### Exercise instructions
Rewrite each line of the rows below as a Markdown table with the columns Number and Line, numbering the lines and skipping any blank ones. Leave the pictures out of the answer.

### Provided information
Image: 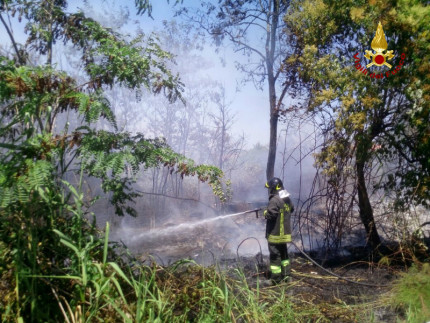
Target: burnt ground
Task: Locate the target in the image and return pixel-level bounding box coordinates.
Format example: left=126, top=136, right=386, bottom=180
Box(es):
left=114, top=223, right=430, bottom=322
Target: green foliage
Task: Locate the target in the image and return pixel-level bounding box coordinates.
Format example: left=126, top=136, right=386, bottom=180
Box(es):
left=389, top=263, right=430, bottom=323
left=284, top=0, right=430, bottom=246
left=0, top=0, right=222, bottom=322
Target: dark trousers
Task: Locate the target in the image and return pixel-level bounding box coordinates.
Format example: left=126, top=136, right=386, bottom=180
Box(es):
left=269, top=243, right=291, bottom=281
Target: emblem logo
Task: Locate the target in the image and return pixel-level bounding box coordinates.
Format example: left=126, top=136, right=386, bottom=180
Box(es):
left=364, top=22, right=394, bottom=68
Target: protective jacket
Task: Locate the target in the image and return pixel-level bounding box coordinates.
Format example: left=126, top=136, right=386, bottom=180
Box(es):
left=264, top=190, right=294, bottom=244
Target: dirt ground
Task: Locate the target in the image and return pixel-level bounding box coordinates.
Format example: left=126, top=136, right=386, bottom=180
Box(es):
left=230, top=254, right=404, bottom=322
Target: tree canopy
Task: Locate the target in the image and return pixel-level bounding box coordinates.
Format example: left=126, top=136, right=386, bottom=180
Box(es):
left=285, top=0, right=430, bottom=246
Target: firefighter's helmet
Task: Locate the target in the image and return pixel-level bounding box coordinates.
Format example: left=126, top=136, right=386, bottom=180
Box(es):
left=266, top=177, right=284, bottom=193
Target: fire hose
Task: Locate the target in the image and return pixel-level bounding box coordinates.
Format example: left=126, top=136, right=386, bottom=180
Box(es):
left=235, top=208, right=389, bottom=287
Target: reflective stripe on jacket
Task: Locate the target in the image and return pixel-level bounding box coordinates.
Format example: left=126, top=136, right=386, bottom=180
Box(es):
left=266, top=194, right=294, bottom=243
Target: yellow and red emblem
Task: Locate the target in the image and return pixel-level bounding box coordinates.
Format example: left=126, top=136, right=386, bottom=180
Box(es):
left=364, top=22, right=394, bottom=68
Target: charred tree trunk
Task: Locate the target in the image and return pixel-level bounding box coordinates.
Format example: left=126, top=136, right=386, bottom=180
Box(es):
left=266, top=0, right=280, bottom=180
left=355, top=161, right=381, bottom=250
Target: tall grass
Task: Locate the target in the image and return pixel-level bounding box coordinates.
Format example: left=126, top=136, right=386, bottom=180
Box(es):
left=0, top=171, right=424, bottom=323
left=390, top=263, right=430, bottom=323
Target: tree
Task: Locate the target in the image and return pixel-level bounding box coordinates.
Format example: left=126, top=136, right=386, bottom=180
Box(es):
left=285, top=0, right=429, bottom=249
left=0, top=0, right=222, bottom=321
left=179, top=0, right=293, bottom=179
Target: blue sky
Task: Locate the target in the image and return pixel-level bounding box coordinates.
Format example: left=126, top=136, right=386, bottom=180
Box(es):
left=0, top=0, right=269, bottom=148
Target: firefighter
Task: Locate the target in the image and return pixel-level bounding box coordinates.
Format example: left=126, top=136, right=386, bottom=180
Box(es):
left=264, top=177, right=294, bottom=284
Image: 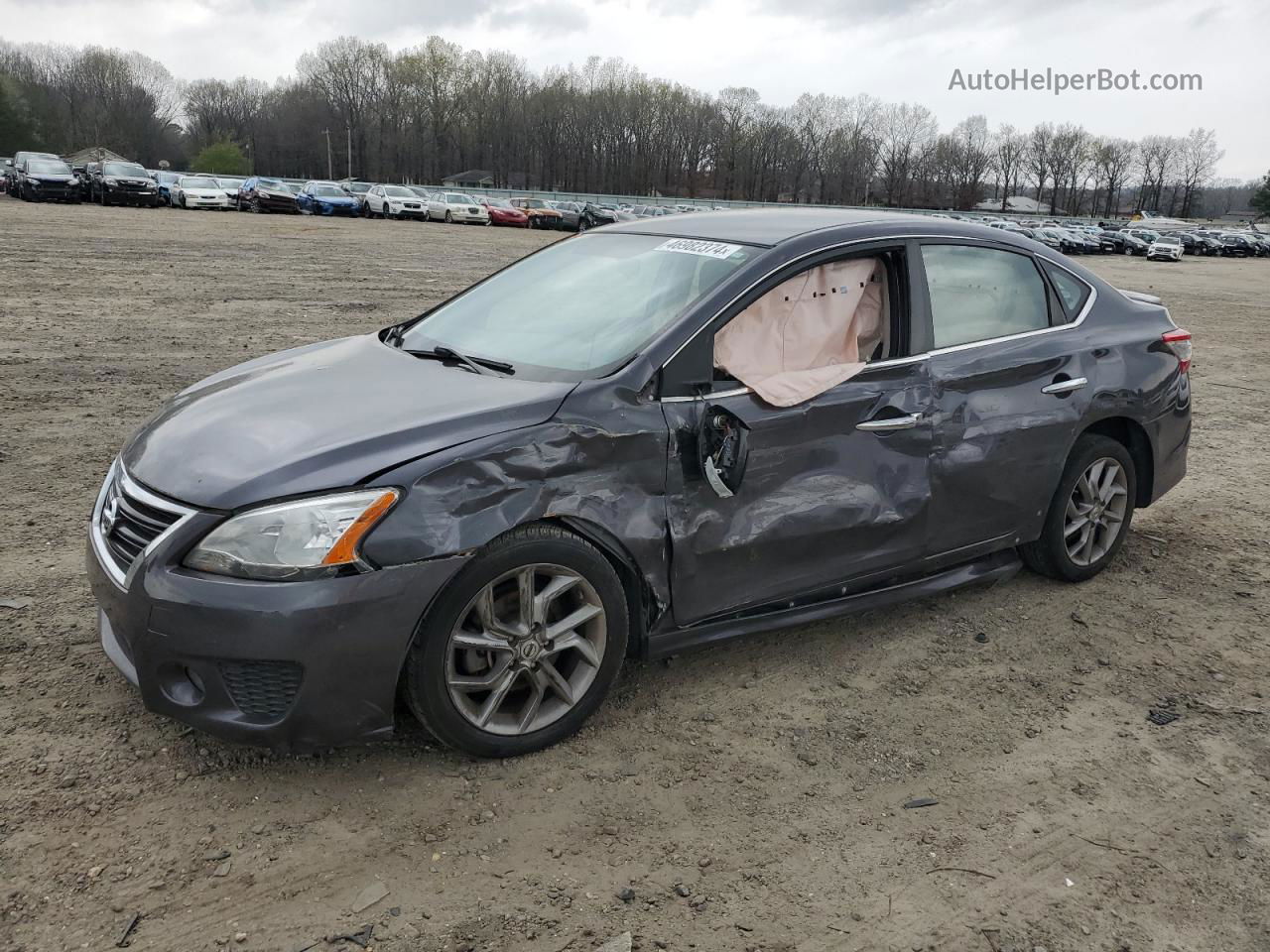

### Reply to the exercise
| Number | Line |
|---|---|
| 1 | Image:  |
| 2 | Target: burnt ground |
| 3 | Task: Locate the target in the image and return pixel-level bounding box coordinates. |
| 4 | Format example: left=126, top=136, right=386, bottom=180 |
| 5 | Box(es): |
| 6 | left=114, top=223, right=430, bottom=322 |
| 7 | Target: green foliage |
| 8 | Task: Locate the target in the image and return pixel-level bounding box coordinates. |
| 9 | Format example: left=126, top=136, right=386, bottom=180 |
| 10 | Box(es): |
| 11 | left=389, top=263, right=430, bottom=323 |
| 12 | left=284, top=0, right=430, bottom=246 |
| 13 | left=0, top=0, right=222, bottom=322 |
| 14 | Target: dark trousers |
| 15 | Task: Locate the target in the image and return pixel-level bounding box coordinates. |
| 16 | Format example: left=126, top=136, right=386, bottom=180 |
| 17 | Box(es): |
| 18 | left=269, top=243, right=291, bottom=281 |
| 19 | Target: emblem logo |
| 20 | Task: Locate the target in the image and return pixel-level bounding box coordinates. |
| 21 | Format example: left=126, top=136, right=386, bottom=180 |
| 22 | Box(es): |
| 23 | left=364, top=22, right=394, bottom=68 |
| 24 | Target: protective jacket |
| 25 | Task: Locate the target in the image and return pixel-level bounding box coordinates. |
| 26 | Format example: left=126, top=136, right=386, bottom=180 |
| 27 | Box(es): |
| 28 | left=264, top=190, right=294, bottom=244 |
| 29 | Target: dirt ground |
| 30 | Task: Locate the target in the image and return pixel-level bounding box coordinates. |
| 31 | Format example: left=126, top=136, right=386, bottom=180 |
| 32 | Box(es): |
| 33 | left=230, top=254, right=404, bottom=322 |
| 34 | Target: tree canopy |
| 35 | Task: Locate the target in the image and return pixel-level bounding box coordinates. |
| 36 | Format example: left=126, top=136, right=386, bottom=180 |
| 37 | Box(es): |
| 38 | left=285, top=0, right=430, bottom=246 |
| 39 | Target: firefighter's helmet |
| 40 | Task: Locate the target in the image and return pixel-level bounding box coordinates. |
| 41 | Format example: left=126, top=136, right=386, bottom=180 |
| 42 | Box(es): |
| 43 | left=266, top=177, right=284, bottom=193 |
| 44 | Target: fire hose |
| 45 | Task: Locate the target in the image and return pixel-level bounding box coordinates. |
| 46 | Format example: left=126, top=136, right=386, bottom=180 |
| 47 | Box(es): |
| 48 | left=235, top=208, right=389, bottom=287 |
| 49 | Target: reflective stripe on jacket |
| 50 | Task: Locate the target in the image and return pixel-level bounding box coordinates. |
| 51 | Format example: left=126, top=136, right=386, bottom=180 |
| 52 | Box(es): |
| 53 | left=266, top=194, right=294, bottom=243 |
| 54 | Target: yellow and red emblem |
| 55 | Task: Locate the target in the image and return pixel-level bounding box coordinates. |
| 56 | Format example: left=126, top=136, right=386, bottom=180 |
| 57 | Box(es): |
| 58 | left=364, top=22, right=394, bottom=68 |
| 59 | Target: charred tree trunk |
| 60 | Task: Locate the target in the image and return pixel-level bounding box coordinates. |
| 61 | Format example: left=126, top=136, right=386, bottom=180 |
| 62 | Box(es): |
| 63 | left=266, top=0, right=280, bottom=180 |
| 64 | left=355, top=161, right=381, bottom=250 |
| 65 | Target: tall grass |
| 66 | Task: Locate the target in the image and return pixel-level bounding box coordinates. |
| 67 | Format example: left=126, top=136, right=386, bottom=180 |
| 68 | Box(es): |
| 69 | left=0, top=171, right=424, bottom=323 |
| 70 | left=390, top=263, right=430, bottom=323 |
| 71 | Target: tree |
| 72 | Task: Locate the target in the image and return pixel-level bounding box coordinates. |
| 73 | Format example: left=126, top=136, right=386, bottom=180 |
| 74 | Box(es): |
| 75 | left=285, top=0, right=429, bottom=249 |
| 76 | left=0, top=0, right=222, bottom=321 |
| 77 | left=179, top=0, right=293, bottom=179 |
| 78 | Target: blue sky |
| 79 | Task: Locate the target in the image and return pixel-level bounding box coordinates. |
| 80 | Format example: left=126, top=136, right=386, bottom=180 |
| 81 | Box(es): |
| 82 | left=0, top=0, right=269, bottom=148 |
| 83 | Target: firefighter |
| 84 | Task: Locate the target in the image and return pixel-level bounding box coordinates. |
| 85 | Format example: left=126, top=136, right=386, bottom=180 |
| 86 | Box(es): |
| 87 | left=264, top=177, right=294, bottom=284 |
| 88 | Image:  |